_EXERCISE PROMPT:_
Print out every entry, keeping each line identical to the original.

_RAW DATA:_
..........

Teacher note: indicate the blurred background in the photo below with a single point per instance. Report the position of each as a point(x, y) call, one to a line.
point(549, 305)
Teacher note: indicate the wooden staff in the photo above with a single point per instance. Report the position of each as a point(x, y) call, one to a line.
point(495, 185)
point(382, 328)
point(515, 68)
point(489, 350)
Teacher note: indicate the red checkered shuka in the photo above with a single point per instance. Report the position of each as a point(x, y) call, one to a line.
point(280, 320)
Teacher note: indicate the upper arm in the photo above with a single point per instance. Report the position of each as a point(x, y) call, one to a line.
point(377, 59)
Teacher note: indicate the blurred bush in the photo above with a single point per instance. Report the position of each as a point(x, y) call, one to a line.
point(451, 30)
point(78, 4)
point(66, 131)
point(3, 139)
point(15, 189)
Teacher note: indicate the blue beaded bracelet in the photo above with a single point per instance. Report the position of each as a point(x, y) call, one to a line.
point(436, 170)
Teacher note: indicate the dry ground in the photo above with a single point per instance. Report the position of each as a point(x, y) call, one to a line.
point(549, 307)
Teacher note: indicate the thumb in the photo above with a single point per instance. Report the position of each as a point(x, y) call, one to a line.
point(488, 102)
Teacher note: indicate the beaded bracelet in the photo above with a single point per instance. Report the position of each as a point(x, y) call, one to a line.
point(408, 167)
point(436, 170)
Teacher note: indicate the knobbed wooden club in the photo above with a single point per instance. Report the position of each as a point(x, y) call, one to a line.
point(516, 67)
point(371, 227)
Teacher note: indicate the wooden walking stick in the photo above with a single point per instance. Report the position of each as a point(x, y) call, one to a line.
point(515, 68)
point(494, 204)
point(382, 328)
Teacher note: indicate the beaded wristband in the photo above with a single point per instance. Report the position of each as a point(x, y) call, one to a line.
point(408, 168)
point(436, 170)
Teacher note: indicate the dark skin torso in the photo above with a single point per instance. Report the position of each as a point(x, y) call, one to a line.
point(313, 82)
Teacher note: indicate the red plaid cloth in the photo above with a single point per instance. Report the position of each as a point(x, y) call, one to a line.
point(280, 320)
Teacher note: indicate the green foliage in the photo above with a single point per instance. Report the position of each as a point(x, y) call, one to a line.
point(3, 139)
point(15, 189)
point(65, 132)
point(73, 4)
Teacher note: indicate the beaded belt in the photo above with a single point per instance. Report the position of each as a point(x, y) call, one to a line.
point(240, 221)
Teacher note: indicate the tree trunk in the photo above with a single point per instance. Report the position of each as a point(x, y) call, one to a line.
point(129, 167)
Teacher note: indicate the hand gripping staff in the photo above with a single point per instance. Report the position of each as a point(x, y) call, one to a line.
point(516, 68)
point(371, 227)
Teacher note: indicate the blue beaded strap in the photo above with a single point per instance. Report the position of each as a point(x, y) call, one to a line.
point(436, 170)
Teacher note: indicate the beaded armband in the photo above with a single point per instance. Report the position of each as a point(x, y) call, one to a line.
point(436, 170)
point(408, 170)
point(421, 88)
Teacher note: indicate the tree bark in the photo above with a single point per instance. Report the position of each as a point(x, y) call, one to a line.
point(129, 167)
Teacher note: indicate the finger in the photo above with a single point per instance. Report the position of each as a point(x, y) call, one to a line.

..........

_COMPLETED TASK:_
Teacher note: indicate the blurred background in the photo below with a single point per instance. Report the position of each as a point(x, y) call, one to a line.
point(549, 305)
Teacher note: indicate the wooden staff in the photo above with a single point per instance. Report the position of each as a point(x, y) call, one to a line.
point(495, 185)
point(382, 328)
point(515, 68)
point(489, 350)
Teacher note: indicate the red checkered shuka in the photo above with a single point per instance. Report the position of each as a point(x, y) call, one to a line.
point(280, 320)
Teacher note: indicate the upper arm in the photo above with a single point per instance. Report the position of each as a point(x, y) call, one to a line.
point(377, 59)
Teacher note: indicate the blurred bush in the photo above with a single point per instance. Report the position of each as a point(x, y) call, one to a line.
point(451, 30)
point(78, 4)
point(66, 131)
point(3, 139)
point(15, 189)
Teacher note: indicate the blue beaded bracelet in the photo above with a single point per instance. Report the position of each as a point(x, y) call, one to a line.
point(436, 170)
Teacher note: indicate the dry ground in the photo above with a single point per instance. Report the position of each as a point(x, y) call, one to a line.
point(549, 307)
Teacher note: indicate the thumb in the photo above with a single point per instance. Report the position of each as a point(x, y) call, one to a line.
point(488, 102)
Teacher note: indicate the beaded bracelet in the photo above with a single point per instance. Report the position of each as a point(x, y) call, one to a line.
point(408, 167)
point(436, 170)
Teacher note: indicate the knobbed wooden club in the photo above with a single point per instance. Report the position of each as a point(x, y) call, one to a line.
point(516, 67)
point(371, 227)
Teacher note: indicate the wooden walking stick in the photo above with a single point per instance. Report the position of each as a point(x, y) call, one to a line.
point(515, 68)
point(494, 204)
point(382, 328)
Teacher note: indicate the beaded wristband in the photo above with a single point per instance. Report the position of each as a point(x, y) call, one to a line.
point(408, 168)
point(436, 170)
Teacher note: indicate the dark skin torso in the photo above with a single point per instance. Report the position of each as a point(x, y) call, one to a line.
point(313, 82)
Teacher note: indicate the red plaid cloth in the photo above with a single point per instance. Report the position of each as a point(x, y) call, one to a line.
point(280, 320)
Teacher note: indicate the green foliage in the photo above with a single point per instance. Report the position of each as a point(x, y) call, one to a line.
point(3, 139)
point(15, 189)
point(65, 132)
point(73, 4)
Teacher note: indicate the beaded belt in the photo above with a single point per instance. Report the position of each as a point(x, y) call, one to a line.
point(240, 221)
Teacher note: indicate the tree trunk in the photo above with a single point per instance. Report the position of each as a point(x, y) call, one to a line.
point(129, 167)
Teacher note: indicate the hand gripping staff in the photo above with a single point per instance. Report the position of each as a point(x, y) call, one to a line.
point(516, 68)
point(371, 227)
Teacher note: indicate the blue beaded strap in the photo above with a single point per instance. Report the position of each as a point(x, y) call, one to a line.
point(436, 170)
Teacher note: indicate the beaded armband in the photo above with a single point per instance. Report the position of each as a point(x, y) call, one to a line.
point(436, 170)
point(408, 170)
point(421, 88)
Teacher note: indicate the tree bark in the photo above with a single point per instance. Report the position of each as a point(x, y) call, one to a line.
point(129, 167)
Teacher note: indicate the finger in the photo above with a single point per instance. Report the position of each as a point(x, y) call, one to a line.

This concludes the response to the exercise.